> **Short problem**
Your task is to give the listing below back word for word, pictures excluded.

═══ Data supplied ═══

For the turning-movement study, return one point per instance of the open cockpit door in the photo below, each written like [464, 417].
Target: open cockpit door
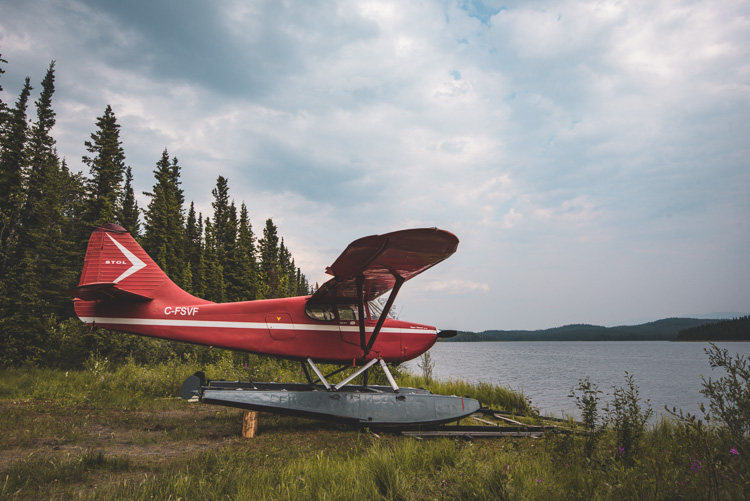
[371, 266]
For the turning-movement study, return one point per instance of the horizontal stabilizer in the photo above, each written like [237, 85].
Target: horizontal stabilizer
[104, 291]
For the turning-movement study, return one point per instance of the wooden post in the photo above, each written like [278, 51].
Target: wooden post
[250, 424]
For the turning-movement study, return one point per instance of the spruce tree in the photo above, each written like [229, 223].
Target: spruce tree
[224, 222]
[12, 162]
[128, 216]
[106, 166]
[164, 230]
[194, 252]
[242, 282]
[269, 262]
[214, 289]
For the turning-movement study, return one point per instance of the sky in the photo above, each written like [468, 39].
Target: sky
[591, 156]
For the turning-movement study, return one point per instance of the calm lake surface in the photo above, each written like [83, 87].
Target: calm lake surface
[666, 373]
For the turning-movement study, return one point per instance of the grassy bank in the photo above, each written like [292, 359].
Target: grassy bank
[119, 433]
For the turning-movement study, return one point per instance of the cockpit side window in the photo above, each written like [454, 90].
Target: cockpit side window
[375, 309]
[323, 312]
[347, 312]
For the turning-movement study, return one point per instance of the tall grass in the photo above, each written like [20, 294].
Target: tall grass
[675, 458]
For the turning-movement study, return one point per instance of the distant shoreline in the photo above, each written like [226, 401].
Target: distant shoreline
[668, 329]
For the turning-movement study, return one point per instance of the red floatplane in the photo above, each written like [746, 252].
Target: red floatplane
[122, 288]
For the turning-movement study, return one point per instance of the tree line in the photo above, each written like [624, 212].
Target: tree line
[737, 329]
[47, 213]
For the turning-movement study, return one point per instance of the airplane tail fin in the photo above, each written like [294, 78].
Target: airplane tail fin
[116, 267]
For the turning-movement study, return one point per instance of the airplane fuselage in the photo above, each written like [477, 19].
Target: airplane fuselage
[277, 327]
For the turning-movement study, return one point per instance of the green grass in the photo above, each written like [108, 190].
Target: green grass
[120, 433]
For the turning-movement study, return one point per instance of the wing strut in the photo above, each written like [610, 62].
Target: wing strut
[361, 311]
[388, 304]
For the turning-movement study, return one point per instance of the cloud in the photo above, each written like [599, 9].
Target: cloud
[558, 140]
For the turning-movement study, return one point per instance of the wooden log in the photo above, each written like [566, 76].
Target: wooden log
[250, 424]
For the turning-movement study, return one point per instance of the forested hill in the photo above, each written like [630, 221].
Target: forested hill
[661, 330]
[737, 329]
[48, 211]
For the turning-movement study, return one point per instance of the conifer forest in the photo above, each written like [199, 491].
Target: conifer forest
[48, 211]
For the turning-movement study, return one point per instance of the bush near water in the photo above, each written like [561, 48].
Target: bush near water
[115, 431]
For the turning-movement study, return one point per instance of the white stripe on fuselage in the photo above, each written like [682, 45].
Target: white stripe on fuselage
[159, 322]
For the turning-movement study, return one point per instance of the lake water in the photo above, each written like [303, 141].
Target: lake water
[666, 373]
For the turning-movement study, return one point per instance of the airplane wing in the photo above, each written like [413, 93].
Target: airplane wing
[380, 259]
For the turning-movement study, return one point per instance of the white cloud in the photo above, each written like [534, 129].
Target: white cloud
[539, 134]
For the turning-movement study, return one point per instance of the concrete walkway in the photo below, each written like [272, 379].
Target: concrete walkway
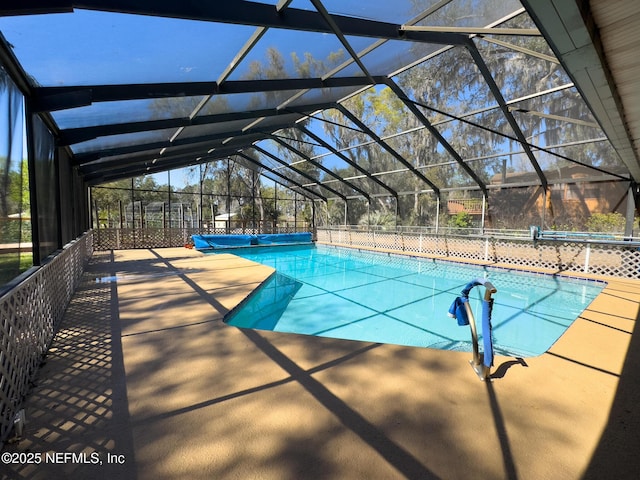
[146, 381]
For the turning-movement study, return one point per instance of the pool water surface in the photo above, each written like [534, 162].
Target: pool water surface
[374, 297]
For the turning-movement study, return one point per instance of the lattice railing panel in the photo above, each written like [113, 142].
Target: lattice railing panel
[600, 259]
[29, 315]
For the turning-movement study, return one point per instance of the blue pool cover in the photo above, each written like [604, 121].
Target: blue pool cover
[208, 242]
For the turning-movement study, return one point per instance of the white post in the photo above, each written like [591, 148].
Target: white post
[437, 213]
[484, 201]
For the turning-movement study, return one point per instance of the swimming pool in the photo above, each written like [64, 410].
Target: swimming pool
[382, 298]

═══

> **Output**
For the turning-movement study, return one point per instance of the open cockpit door in the photo below, each written like [464, 417].
Target: open cockpit door
[371, 266]
For the turning-movement study, return one point per instance of the horizontal stabilizer in the photo above, each written like [237, 85].
Target: horizontal stabilizer
[104, 291]
For the turning-movement study, return one point per instance of the wooden post in the photo above, each written like [278, 51].
Target: wooden post
[250, 424]
For the turning-movement study, return one point per instance of the spruce tree in the photo above, each written like [229, 223].
Target: spruce tree
[224, 222]
[12, 162]
[128, 216]
[106, 166]
[164, 230]
[194, 252]
[242, 282]
[269, 262]
[214, 289]
For the turning-movement study, return one point per instance of the sky in the photo above, each written like [468, 39].
Target: sky
[591, 156]
For the turning-movement study, return one point per instance of the calm lake surface in the photo above, each written like [83, 87].
Target: calm lake surface
[666, 373]
For the turning-movement study, return one point per instance of the grassy bank in the photo above, each written like [292, 359].
Target: grassy bank
[119, 433]
For the turning-movement study, return one point per instance of the cockpit side window in the photo above, each written like [454, 90].
Target: cockpit side window
[375, 309]
[323, 312]
[347, 312]
For the turning-movement study, return one point per instance of the tall grass in the photo above, each written like [20, 294].
Target: tall grass
[675, 458]
For the turning-movement study, return one point per instance of the distant shoreline in the photo above, each written like [226, 401].
Target: distant shoreline
[668, 329]
For the turning-movement study, return one point per instance of the red floatplane in the photo above, each written like [746, 252].
Target: red floatplane
[122, 288]
For the turning-movement study, return one point per instance of the tree line in the photo above, each written like [624, 212].
Target: tree line
[737, 329]
[47, 213]
For the turning-movement study, return one point per instance of the airplane tail fin in the photo above, each written like [294, 78].
Target: airplane tail fin
[116, 267]
For the turning-movement study, return one point per instance of the airplane fuselage in the photo above, each written like [477, 19].
Target: airplane fuselage
[277, 327]
For the turning-movement study, return one point per instance of the green grass in the photo above, each written like [108, 190].
Target: green grass
[120, 433]
For the turning-movement study, return one point per instance of the wing strut in the photo above, each written like [610, 62].
Target: wing strut
[361, 311]
[388, 304]
For the turning-movement study, return one point per instance of the cloud in the photo above, each written like [599, 9].
Target: cloud
[558, 140]
For the turning-movement study, return one point per instance of the wooden log in the photo above, each written like [566, 76].
Target: wooden log
[250, 424]
For the turning-movement study, return one point per instance of the forested hill in the photo above, each written like [630, 221].
Target: forested hill
[661, 330]
[737, 329]
[48, 211]
For the turning-movement study, return one point per instance of the conifer forest in the photo above, each written like [199, 491].
Target: conifer forest
[48, 211]
For the turning-movement study, return one point per instance of the bush near water in the photo above, each written like [561, 48].
Target: bush near water
[115, 431]
For the turning-movement study, return one point per instance of the white stripe on fuselage in the photo above, each written like [682, 45].
Target: white stripe on fuselage
[159, 322]
For the turning-movement study, return one point per instance of the lake water in the photo above, each written like [303, 141].
Target: lake water
[666, 373]
For the turning-movement study, return one point per instance of the airplane wing in the photo above, each written like [413, 93].
Target: airplane wing
[380, 259]
For the turning-movement study, return one point per instance of the white cloud in the photo above, each written like [534, 129].
Target: white cloud
[539, 134]
For the turning-movement study, return one point per instance of the concrete walkway in the photo below, each written like [272, 379].
Target: concrete walkway
[146, 381]
For the turning-movement study, return one point per instance of the pool water surface in the photo above, each written like [534, 162].
Target: pool water surface
[374, 297]
For the turning-movement study, return one point per instance of the lattice railing panel in the photo above, each written like [113, 142].
Target: lattice railing panel
[600, 259]
[29, 315]
For the turning-movement study, return one point per instance of the blue pool cover in the photo above, each written like [604, 121].
Target: blue pool cover
[208, 242]
For the turning-movement study, return one point per instance of the white post in the photo above, each written like [591, 148].
Target: white post
[437, 213]
[484, 201]
For the turning-movement study, return one point per instance of the swimming pool in the photo above, each written like [64, 410].
Target: swimming pool
[382, 298]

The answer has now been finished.